● SUPPLIED DATA:

● ● ● ● ●

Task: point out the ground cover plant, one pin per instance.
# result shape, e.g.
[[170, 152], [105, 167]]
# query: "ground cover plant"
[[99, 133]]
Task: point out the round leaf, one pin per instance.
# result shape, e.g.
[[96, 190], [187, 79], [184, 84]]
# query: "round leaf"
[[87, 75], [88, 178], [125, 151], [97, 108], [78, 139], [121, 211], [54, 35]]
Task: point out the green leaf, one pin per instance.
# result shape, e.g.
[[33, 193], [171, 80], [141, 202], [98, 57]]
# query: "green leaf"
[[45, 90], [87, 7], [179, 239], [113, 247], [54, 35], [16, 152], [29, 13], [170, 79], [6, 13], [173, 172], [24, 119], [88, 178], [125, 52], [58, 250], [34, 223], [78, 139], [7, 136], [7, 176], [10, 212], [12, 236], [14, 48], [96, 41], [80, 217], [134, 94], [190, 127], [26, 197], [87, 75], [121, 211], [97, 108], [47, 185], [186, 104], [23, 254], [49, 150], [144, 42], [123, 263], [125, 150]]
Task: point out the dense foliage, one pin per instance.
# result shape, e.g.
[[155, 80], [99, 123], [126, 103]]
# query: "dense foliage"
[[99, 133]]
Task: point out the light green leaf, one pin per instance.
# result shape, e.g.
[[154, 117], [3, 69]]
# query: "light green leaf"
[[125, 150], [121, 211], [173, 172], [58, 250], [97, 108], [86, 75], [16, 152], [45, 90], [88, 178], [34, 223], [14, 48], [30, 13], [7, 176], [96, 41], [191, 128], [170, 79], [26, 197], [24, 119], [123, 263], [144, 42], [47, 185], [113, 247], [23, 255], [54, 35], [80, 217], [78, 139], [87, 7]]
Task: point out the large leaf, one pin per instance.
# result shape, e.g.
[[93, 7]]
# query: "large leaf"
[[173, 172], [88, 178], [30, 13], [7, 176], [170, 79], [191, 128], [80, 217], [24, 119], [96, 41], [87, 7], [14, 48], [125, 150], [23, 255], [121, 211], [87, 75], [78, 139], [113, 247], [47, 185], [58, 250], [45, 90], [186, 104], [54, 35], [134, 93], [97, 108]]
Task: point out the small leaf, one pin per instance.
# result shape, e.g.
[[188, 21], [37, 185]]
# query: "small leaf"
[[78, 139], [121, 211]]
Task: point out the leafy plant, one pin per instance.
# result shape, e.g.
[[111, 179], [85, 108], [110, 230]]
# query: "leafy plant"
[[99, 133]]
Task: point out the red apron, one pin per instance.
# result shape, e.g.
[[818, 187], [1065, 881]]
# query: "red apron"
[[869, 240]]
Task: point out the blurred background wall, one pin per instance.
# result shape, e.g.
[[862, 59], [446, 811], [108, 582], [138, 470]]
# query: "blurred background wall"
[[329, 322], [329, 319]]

● ● ● ● ●

● WRITTEN PROBLEM: Can you retype all of the records above, character for character?

● COMPLETED EXERCISE:
Task: point out the ground cover plant, one pin per instance.
# result shape, e.g.
[[170, 152], [105, 167]]
# query: "ground cover plant"
[[99, 133]]
Task: point out the round leaf, one pin per instance.
# result shape, e.g.
[[96, 190], [187, 79], [184, 84]]
# query: "round leaf"
[[87, 75], [88, 178], [125, 151], [97, 108], [78, 139], [121, 211], [54, 35]]
Task: point out the green leaf, one pin per instance.
# result shape, e.g.
[[33, 193], [171, 80], [141, 202], [98, 57]]
# query: "green leaf"
[[45, 90], [87, 7], [179, 239], [113, 247], [54, 35], [16, 152], [29, 13], [170, 79], [6, 13], [173, 172], [24, 119], [88, 178], [125, 52], [58, 250], [34, 223], [78, 139], [7, 136], [7, 176], [10, 212], [12, 236], [14, 48], [96, 41], [80, 217], [134, 94], [190, 127], [26, 197], [87, 75], [121, 211], [97, 108], [47, 185], [186, 104], [23, 254], [49, 150], [144, 42], [123, 263], [125, 150]]
Task: point out the dense foliage, one pin per instance.
# result shape, e.g.
[[155, 80], [99, 123], [126, 103]]
# query: "dense foliage"
[[99, 133]]
Task: point out the light green leaf, one pin per instance.
# result shape, e.g.
[[154, 117], [3, 69]]
# query: "light green leaf"
[[125, 150], [121, 211], [173, 172], [58, 250], [97, 108], [86, 75], [16, 152], [45, 90], [88, 178], [34, 223], [14, 48], [30, 13], [7, 176], [96, 41], [191, 128], [170, 79], [26, 197], [24, 119], [123, 263], [144, 42], [47, 185], [113, 247], [23, 255], [54, 35], [80, 217], [78, 139], [87, 7]]
Task: point out the large leaf, one pin per instance.
# result shape, e.g.
[[93, 7]]
# query: "large leaf"
[[173, 172], [88, 178], [30, 13], [7, 176], [170, 79], [191, 128], [80, 217], [24, 119], [96, 41], [87, 7], [14, 48], [125, 150], [23, 255], [121, 211], [87, 75], [78, 139], [113, 247], [47, 185], [58, 250], [45, 90], [186, 104], [54, 35], [134, 93], [97, 108]]
Task: point out the small leaf, one pin per instance.
# result shape, e.g.
[[188, 21], [37, 185]]
# query: "small leaf"
[[78, 139], [121, 211]]
Task: point out the leafy plant, one pin per instance.
# result shape, e.g.
[[111, 179], [85, 108], [110, 230]]
# query: "leafy plant"
[[99, 133]]
Task: point out the red apron, one pin per instance.
# result shape, e.g.
[[818, 187], [1065, 881]]
# query: "red apron"
[[869, 240]]
Task: point out the blurred background wall, one pin per instance.
# result shape, e.g.
[[862, 59], [446, 811], [108, 582], [138, 470]]
# query: "blurred background wall"
[[329, 322], [329, 319]]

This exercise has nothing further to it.